Stored items:

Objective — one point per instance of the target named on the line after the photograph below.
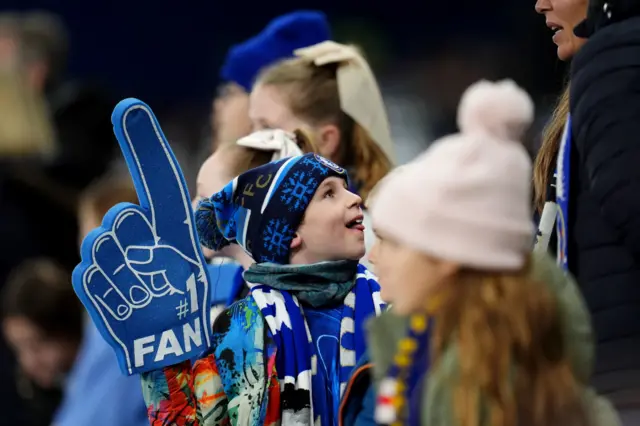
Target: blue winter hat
(277, 41)
(262, 208)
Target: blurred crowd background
(62, 78)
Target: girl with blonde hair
(482, 332)
(330, 91)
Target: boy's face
(332, 226)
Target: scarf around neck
(278, 290)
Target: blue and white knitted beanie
(262, 208)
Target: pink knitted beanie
(467, 199)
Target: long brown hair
(546, 158)
(313, 95)
(512, 355)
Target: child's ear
(296, 242)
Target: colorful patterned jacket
(235, 383)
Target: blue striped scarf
(296, 362)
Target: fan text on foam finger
(176, 341)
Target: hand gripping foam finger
(143, 276)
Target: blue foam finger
(142, 275)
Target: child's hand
(142, 276)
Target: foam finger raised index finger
(156, 173)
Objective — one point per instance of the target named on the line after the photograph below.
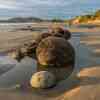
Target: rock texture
(56, 55)
(42, 80)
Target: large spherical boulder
(60, 32)
(56, 55)
(43, 80)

▶ Work request: Nothing but the lines from the one containing "Target: pink knitted beanie" through the last line of the records should appear in the copy, exactly as written and without pictures.

▶ Output of the exercise:
Target: pink knitted beanie
(467, 199)
Target: long brown hair
(546, 158)
(313, 95)
(512, 355)
Target: child's ear
(296, 242)
Target: colorful patterned jacket
(235, 383)
Target: blue striped scarf
(296, 362)
Target: fan text on foam finger
(176, 341)
Target: hand gripping foam finger
(143, 276)
Target: blue foam finger
(142, 275)
Target: child's hand
(142, 276)
Target: foam finger raised index finger
(156, 173)
Objective — one point per instance of the target named on the line after the photograph below.
Target: rock texture
(56, 55)
(42, 80)
Target: large spherical boulder
(60, 32)
(56, 55)
(43, 80)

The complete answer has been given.